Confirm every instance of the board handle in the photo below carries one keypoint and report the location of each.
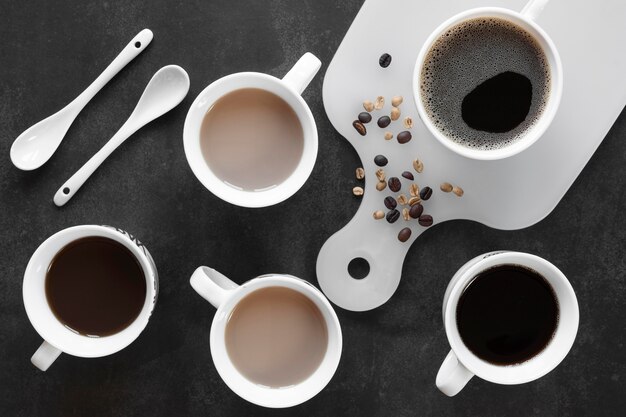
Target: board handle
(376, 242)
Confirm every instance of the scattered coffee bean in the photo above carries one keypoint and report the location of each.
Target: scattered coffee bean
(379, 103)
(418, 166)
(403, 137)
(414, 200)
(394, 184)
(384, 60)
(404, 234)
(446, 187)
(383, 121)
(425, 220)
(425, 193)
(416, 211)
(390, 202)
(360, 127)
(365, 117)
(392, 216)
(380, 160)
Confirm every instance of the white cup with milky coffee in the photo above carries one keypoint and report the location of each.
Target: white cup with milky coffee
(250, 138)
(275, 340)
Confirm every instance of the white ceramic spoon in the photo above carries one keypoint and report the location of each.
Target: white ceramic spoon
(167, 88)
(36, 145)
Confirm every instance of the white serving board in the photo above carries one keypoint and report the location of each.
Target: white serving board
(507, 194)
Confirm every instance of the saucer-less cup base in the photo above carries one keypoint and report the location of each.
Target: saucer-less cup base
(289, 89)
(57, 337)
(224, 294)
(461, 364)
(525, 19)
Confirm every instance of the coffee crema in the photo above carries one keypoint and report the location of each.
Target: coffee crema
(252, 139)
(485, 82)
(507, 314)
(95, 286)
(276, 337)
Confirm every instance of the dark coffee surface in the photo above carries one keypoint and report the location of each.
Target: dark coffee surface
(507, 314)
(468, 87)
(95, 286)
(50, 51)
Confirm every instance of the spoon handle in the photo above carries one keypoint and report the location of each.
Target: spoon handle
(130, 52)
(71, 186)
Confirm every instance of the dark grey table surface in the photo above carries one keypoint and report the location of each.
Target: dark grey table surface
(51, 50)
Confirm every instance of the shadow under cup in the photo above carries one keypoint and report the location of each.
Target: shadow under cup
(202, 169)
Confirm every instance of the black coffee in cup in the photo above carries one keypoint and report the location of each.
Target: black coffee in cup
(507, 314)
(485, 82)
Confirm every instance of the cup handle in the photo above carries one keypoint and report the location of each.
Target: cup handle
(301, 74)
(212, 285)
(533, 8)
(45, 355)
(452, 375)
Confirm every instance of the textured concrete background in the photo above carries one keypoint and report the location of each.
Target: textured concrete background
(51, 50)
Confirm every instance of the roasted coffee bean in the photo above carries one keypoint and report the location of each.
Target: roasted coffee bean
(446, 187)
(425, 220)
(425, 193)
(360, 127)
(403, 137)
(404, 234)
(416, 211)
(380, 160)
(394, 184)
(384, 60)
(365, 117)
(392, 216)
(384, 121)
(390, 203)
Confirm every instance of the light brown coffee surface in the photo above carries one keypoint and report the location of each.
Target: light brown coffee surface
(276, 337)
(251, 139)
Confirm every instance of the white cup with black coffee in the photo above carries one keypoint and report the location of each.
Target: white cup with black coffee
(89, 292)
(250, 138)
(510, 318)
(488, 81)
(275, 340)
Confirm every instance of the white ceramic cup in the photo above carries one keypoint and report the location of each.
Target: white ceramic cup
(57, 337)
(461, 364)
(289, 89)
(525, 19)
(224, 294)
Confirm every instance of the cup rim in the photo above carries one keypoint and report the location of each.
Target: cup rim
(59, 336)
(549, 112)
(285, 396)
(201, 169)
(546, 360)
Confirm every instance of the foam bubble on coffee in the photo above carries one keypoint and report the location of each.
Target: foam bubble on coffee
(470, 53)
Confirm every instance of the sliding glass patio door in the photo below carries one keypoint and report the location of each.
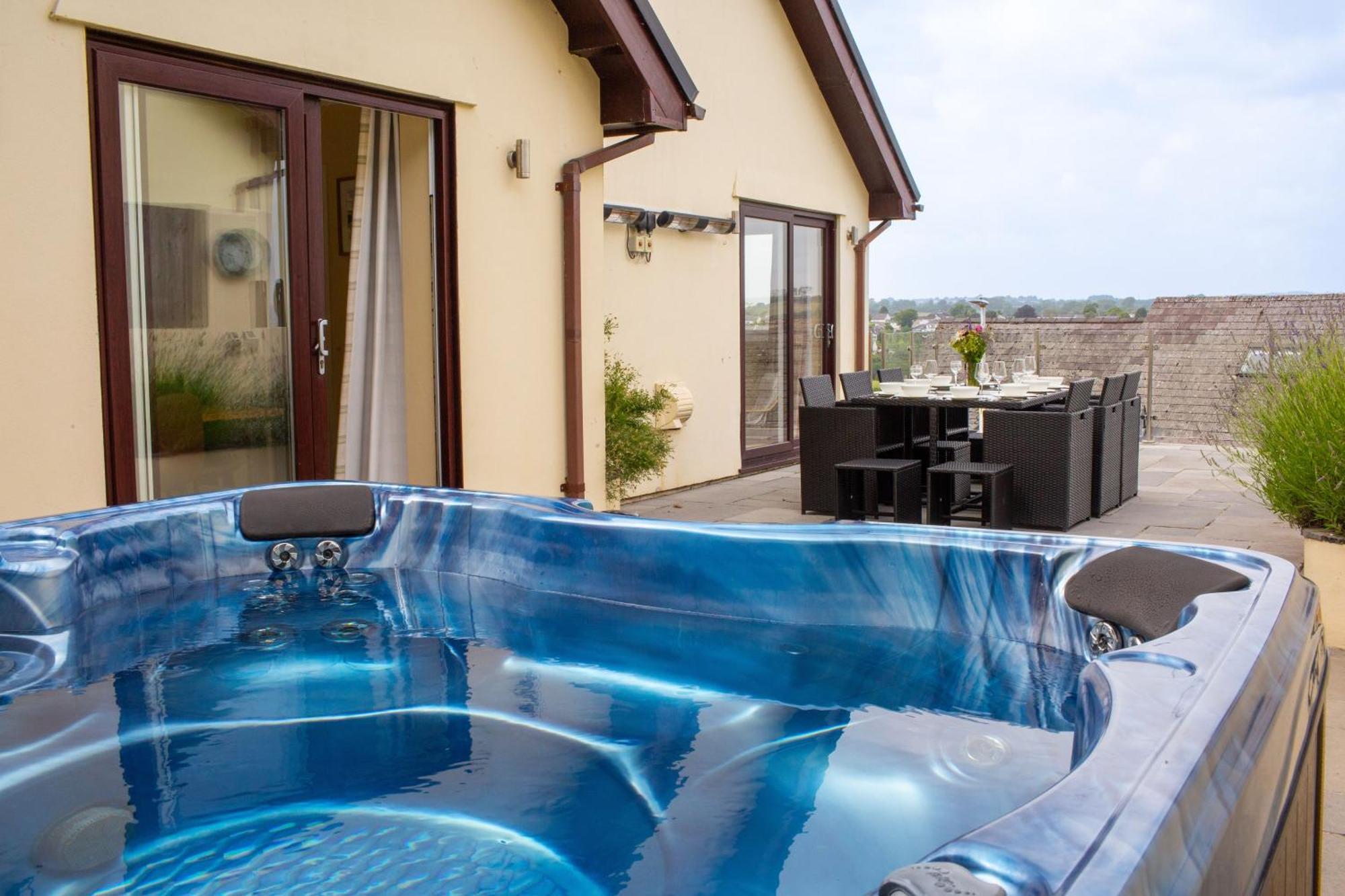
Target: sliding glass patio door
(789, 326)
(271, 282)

------------

Task details
Copy out all the records above again with "keypoint" changed to "marker" everywhere and everything else left the same. Don't include the pictures.

Response to this exercise
Confirm every instance of the board handle in the photo below carries one marker and report the location of each.
Target: board handle
(376, 242)
Confirm every instance of the scattered coffee bean in the photo above carries one marker and report the location of each.
Target: scattered coffee bean
(379, 103)
(418, 166)
(403, 137)
(414, 200)
(394, 184)
(384, 60)
(404, 234)
(446, 187)
(383, 121)
(425, 220)
(425, 193)
(416, 211)
(390, 202)
(360, 127)
(365, 117)
(392, 216)
(380, 160)
Confirm every instance of the white cup with milky coffee in the photo above carries one marker and report the location of each.
Target: white cup with milky coffee
(250, 138)
(275, 340)
Confirm every instance of the white ceramic spoon in the photo above carries one marker and report the location of each.
Target: white ceramic spoon
(167, 88)
(36, 145)
Confirm every instance of the white serving board in the photo above carries one marker and report the location of each.
Target: white serving board
(507, 194)
Confirm every instance of the saucer-less cup base in the photo above carries one marker and report the location of each.
Target: saucer-less cup base
(289, 89)
(57, 337)
(224, 294)
(461, 364)
(525, 19)
Confirm every instance of the coffee crema in the photo above carries one marker and report the location of each.
Target: coffee crema
(252, 139)
(485, 82)
(507, 314)
(95, 286)
(276, 337)
Confirm every instance of the dark coffee surface in the photo above carries one marker and report the location of each.
Target: dark coffee surface
(507, 314)
(468, 87)
(95, 286)
(50, 51)
Confirm every instance of the spoon handle in the photo above carries one marker and report the location of each.
Target: spoon handle
(130, 52)
(71, 186)
Confirm every instance of the dark grey table surface in the photo above carries one marker and report the location of each.
Target: dark grey table surface
(51, 50)
Confirm every instance of the shadow under cup in the photo above carries one marker and report the location of each.
Target: shadow under cup
(202, 169)
Confirm every instance of the black coffee in cup in the photo above carries one marker and report the location of each.
Target: black coffee in cup
(507, 314)
(485, 82)
Confirm every instance of the cup handle in the photo above carries one marker and report the location of each.
Target: cup handle
(301, 74)
(212, 285)
(533, 8)
(45, 355)
(452, 375)
Confirm every instance of the textured concrete background in the photo above carries one marker and report the location of each.
Target: textured concrete background
(51, 50)
Confirm every instance of the roasted coffee bean in the photo above carries one marker and report the location of each.
Target: roasted coffee bean
(446, 187)
(425, 220)
(425, 193)
(360, 127)
(403, 137)
(404, 234)
(416, 211)
(380, 160)
(394, 184)
(384, 60)
(365, 117)
(392, 216)
(384, 121)
(390, 203)
Confirm every instance of the light brown coffee surface in the photo above carries one marker and report the location of each.
Target: light brown coffee surface
(276, 337)
(251, 139)
Confirm every instance of the white cup with black coffee in the photo above carries one marker and report the location of each.
Target: white cup with black coffee
(89, 292)
(250, 138)
(510, 318)
(488, 81)
(275, 340)
Confirm every instance of the white ceramic cup in the photo above carries one marker and report the location of each.
Target: white ceramic cup
(57, 337)
(461, 364)
(289, 89)
(525, 19)
(224, 294)
Confirm every instance of the cup rim in the photo above carries one marker and report the location of each.
Target: cup rim
(59, 336)
(549, 112)
(285, 396)
(201, 169)
(546, 360)
Confirm every instance of the foam bubble on coffee in the photo above carries one marker and report the location of each.
Target: foam bubble on coffee
(470, 53)
Confirm every instance of the sliding glass patio door in the photo below carries one marker and report the location of each.
Target: sliding glass patio door
(789, 326)
(271, 282)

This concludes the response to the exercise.